COSA OCCORRE |
Disponi tutte le righe del materiale seguente in una lista JSON di stringhe, una stringa per riga, omettendo quelle vuote.

[Righe di dati]

-*-*-

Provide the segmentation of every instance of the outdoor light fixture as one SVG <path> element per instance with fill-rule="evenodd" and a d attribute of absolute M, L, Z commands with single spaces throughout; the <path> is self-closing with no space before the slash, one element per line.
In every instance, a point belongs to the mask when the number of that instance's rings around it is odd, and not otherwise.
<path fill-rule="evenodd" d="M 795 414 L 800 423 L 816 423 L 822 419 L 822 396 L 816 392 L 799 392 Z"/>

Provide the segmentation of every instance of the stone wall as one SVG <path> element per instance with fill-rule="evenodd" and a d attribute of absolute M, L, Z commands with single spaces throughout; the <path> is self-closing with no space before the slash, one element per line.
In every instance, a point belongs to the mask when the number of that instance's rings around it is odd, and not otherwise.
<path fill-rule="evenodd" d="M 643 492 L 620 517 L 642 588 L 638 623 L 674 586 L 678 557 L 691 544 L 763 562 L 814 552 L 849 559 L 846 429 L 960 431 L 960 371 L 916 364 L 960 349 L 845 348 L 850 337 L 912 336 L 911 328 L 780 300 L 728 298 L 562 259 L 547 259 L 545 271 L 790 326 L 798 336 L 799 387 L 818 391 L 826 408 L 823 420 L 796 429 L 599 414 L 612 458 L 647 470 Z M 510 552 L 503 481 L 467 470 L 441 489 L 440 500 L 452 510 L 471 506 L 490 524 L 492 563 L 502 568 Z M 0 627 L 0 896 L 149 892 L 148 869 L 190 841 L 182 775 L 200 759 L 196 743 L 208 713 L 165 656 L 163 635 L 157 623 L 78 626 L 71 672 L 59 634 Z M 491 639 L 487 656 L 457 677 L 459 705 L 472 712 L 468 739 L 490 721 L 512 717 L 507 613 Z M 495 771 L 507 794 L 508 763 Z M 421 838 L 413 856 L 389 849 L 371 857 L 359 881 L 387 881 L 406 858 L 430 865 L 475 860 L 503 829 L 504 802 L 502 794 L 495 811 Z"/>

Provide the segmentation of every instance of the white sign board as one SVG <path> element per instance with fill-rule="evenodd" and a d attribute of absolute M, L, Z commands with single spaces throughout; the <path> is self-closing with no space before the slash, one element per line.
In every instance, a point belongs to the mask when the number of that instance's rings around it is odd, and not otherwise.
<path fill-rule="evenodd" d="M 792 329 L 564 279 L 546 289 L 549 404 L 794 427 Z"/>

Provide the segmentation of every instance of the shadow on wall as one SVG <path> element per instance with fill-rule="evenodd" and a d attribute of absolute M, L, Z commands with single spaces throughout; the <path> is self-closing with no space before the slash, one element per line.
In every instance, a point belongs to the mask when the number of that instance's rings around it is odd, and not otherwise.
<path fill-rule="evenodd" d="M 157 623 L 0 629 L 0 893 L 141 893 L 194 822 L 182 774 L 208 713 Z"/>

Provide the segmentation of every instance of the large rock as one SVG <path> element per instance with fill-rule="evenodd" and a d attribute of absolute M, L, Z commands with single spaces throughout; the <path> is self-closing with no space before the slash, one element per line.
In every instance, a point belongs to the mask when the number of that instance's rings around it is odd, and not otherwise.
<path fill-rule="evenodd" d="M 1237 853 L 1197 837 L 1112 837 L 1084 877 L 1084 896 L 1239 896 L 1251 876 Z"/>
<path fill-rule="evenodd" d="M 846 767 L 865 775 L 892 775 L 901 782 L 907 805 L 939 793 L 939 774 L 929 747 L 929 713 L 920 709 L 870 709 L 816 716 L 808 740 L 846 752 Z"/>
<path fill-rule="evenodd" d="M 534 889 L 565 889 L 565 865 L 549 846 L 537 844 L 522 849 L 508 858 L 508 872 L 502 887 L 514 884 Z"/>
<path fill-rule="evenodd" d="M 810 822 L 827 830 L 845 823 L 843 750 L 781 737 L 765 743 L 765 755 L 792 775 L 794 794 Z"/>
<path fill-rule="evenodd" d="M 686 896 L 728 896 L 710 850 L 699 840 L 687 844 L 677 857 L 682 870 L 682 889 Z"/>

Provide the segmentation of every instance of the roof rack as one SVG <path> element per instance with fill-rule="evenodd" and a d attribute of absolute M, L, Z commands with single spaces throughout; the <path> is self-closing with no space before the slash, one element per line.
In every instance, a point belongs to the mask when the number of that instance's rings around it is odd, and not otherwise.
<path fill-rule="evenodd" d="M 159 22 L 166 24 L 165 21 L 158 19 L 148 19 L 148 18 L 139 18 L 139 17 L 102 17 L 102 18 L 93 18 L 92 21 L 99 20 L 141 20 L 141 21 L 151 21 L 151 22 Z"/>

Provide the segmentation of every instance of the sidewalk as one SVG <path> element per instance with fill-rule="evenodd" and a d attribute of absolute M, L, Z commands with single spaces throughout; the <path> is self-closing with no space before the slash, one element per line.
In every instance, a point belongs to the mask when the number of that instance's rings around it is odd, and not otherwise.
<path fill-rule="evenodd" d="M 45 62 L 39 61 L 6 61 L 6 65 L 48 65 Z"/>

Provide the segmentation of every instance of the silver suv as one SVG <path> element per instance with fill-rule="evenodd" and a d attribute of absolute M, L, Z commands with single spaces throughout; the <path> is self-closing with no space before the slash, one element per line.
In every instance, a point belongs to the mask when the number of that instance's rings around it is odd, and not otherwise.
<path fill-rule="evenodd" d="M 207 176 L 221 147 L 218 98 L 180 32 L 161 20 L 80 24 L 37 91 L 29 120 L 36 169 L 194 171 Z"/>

-*-*-

RISPOSTA ALL'ESERCIZIO |
[
  "Provide the segmentation of every instance of the outdoor light fixture as one SVG <path> element per instance with fill-rule=\"evenodd\" and a d attribute of absolute M, L, Z commands with single spaces throughout; the <path> is self-closing with no space before the slash, one element per line.",
  "In every instance, a point belongs to the mask when the number of that instance's rings around it is odd, and not otherwise.",
  "<path fill-rule=\"evenodd\" d=\"M 795 414 L 800 423 L 816 423 L 822 419 L 822 396 L 816 392 L 799 392 Z\"/>",
  "Provide the segmentation of every instance of the stone wall as one SVG <path> element per instance with fill-rule=\"evenodd\" and a d attribute of absolute M, L, Z commands with single spaces throughout; the <path> is self-closing with no space before the slash, one element per line.",
  "In every instance, a point belongs to the mask when the number of that instance's rings around it is odd, and not otherwise.",
  "<path fill-rule=\"evenodd\" d=\"M 643 492 L 620 517 L 642 588 L 638 623 L 674 586 L 678 557 L 691 544 L 763 562 L 814 552 L 849 559 L 846 429 L 960 431 L 960 371 L 916 364 L 960 349 L 845 348 L 850 337 L 912 336 L 911 328 L 780 300 L 728 298 L 562 259 L 547 259 L 545 271 L 790 326 L 798 336 L 799 387 L 818 391 L 826 408 L 823 420 L 796 429 L 599 414 L 612 458 L 647 470 Z M 510 552 L 503 481 L 467 470 L 441 489 L 440 500 L 452 510 L 471 506 L 490 524 L 492 563 L 502 568 Z M 0 627 L 0 896 L 149 892 L 148 869 L 190 841 L 182 775 L 200 759 L 196 743 L 208 713 L 165 656 L 163 635 L 157 623 L 78 626 L 71 672 L 59 634 Z M 491 639 L 487 656 L 457 677 L 459 705 L 472 712 L 468 739 L 490 721 L 512 717 L 507 613 Z M 495 771 L 507 794 L 508 763 Z M 421 838 L 413 856 L 389 849 L 371 857 L 359 881 L 387 881 L 406 858 L 430 865 L 475 860 L 503 829 L 504 802 L 502 794 L 495 811 Z\"/>",
  "Provide the segmentation of every instance of the white sign board as one SVG <path> element per instance with fill-rule=\"evenodd\" and a d attribute of absolute M, L, Z commands with single spaces throughout; the <path> is self-closing with no space before the slash, one element per line.",
  "In every instance, a point belongs to the mask when the number of that instance's rings around it is odd, and not otherwise.",
  "<path fill-rule=\"evenodd\" d=\"M 792 329 L 564 279 L 546 289 L 549 404 L 794 427 Z\"/>",
  "Provide the segmentation of every instance of the shadow on wall as one SVG <path> element per instance with fill-rule=\"evenodd\" and a d attribute of absolute M, L, Z commands with single spaces throughout; the <path> is self-closing with no space before the slash, one element per line.",
  "In every instance, a point belongs to the mask when the number of that instance's rings around it is odd, and not otherwise.",
  "<path fill-rule=\"evenodd\" d=\"M 157 623 L 0 629 L 0 893 L 141 893 L 194 822 L 182 774 L 208 713 Z\"/>",
  "Provide the segmentation of every instance of the large rock as one SVG <path> element per instance with fill-rule=\"evenodd\" and a d attribute of absolute M, L, Z commands with single spaces throughout; the <path> is self-closing with no space before the slash, one element per line.",
  "In every instance, a point belongs to the mask when the number of that instance's rings around it is odd, and not otherwise.",
  "<path fill-rule=\"evenodd\" d=\"M 1237 853 L 1197 837 L 1112 837 L 1084 877 L 1084 896 L 1239 896 L 1251 876 Z\"/>",
  "<path fill-rule=\"evenodd\" d=\"M 846 767 L 865 775 L 892 775 L 901 782 L 907 805 L 939 793 L 939 774 L 929 747 L 929 713 L 920 709 L 870 709 L 816 716 L 808 740 L 846 752 Z\"/>",
  "<path fill-rule=\"evenodd\" d=\"M 534 889 L 565 889 L 565 865 L 549 846 L 537 844 L 522 849 L 508 858 L 508 872 L 502 887 L 514 884 Z\"/>",
  "<path fill-rule=\"evenodd\" d=\"M 810 822 L 827 830 L 845 823 L 843 750 L 781 737 L 765 743 L 765 755 L 792 775 L 794 794 Z\"/>",
  "<path fill-rule=\"evenodd\" d=\"M 686 896 L 728 896 L 710 850 L 699 840 L 687 844 L 677 857 L 682 870 L 682 889 Z\"/>",
  "Provide the segmentation of every instance of the roof rack as one SVG <path> element per instance with fill-rule=\"evenodd\" and a d attribute of absolute M, L, Z commands with single spaces throughout; the <path> is self-closing with no space before the slash, one element per line.",
  "In every instance, a point belongs to the mask when the number of that instance's rings around it is odd, and not otherwise.",
  "<path fill-rule=\"evenodd\" d=\"M 159 22 L 166 24 L 165 21 L 158 19 L 148 19 L 148 18 L 139 18 L 139 17 L 102 17 L 102 18 L 93 18 L 92 21 L 99 20 L 141 20 L 141 21 L 151 21 L 151 22 Z\"/>",
  "Provide the segmentation of every instance of the sidewalk as one SVG <path> element per instance with fill-rule=\"evenodd\" and a d attribute of absolute M, L, Z commands with single spaces throughout; the <path> is self-closing with no space before the slash, one element per line.",
  "In every instance, a point belongs to the mask when the number of that instance's rings around it is odd, and not otherwise.",
  "<path fill-rule=\"evenodd\" d=\"M 45 62 L 39 61 L 6 61 L 6 65 L 48 65 Z\"/>",
  "Provide the segmentation of every instance of the silver suv as one SVG <path> element per instance with fill-rule=\"evenodd\" and a d attribute of absolute M, L, Z commands with single spaces throughout; the <path> is self-closing with no space before the slash, one element per line.",
  "In every instance, a point belongs to the mask when the number of that instance's rings around it is odd, and not otherwise.",
  "<path fill-rule=\"evenodd\" d=\"M 207 176 L 221 147 L 218 98 L 180 32 L 161 20 L 80 24 L 37 91 L 29 120 L 36 169 L 194 171 Z\"/>"
]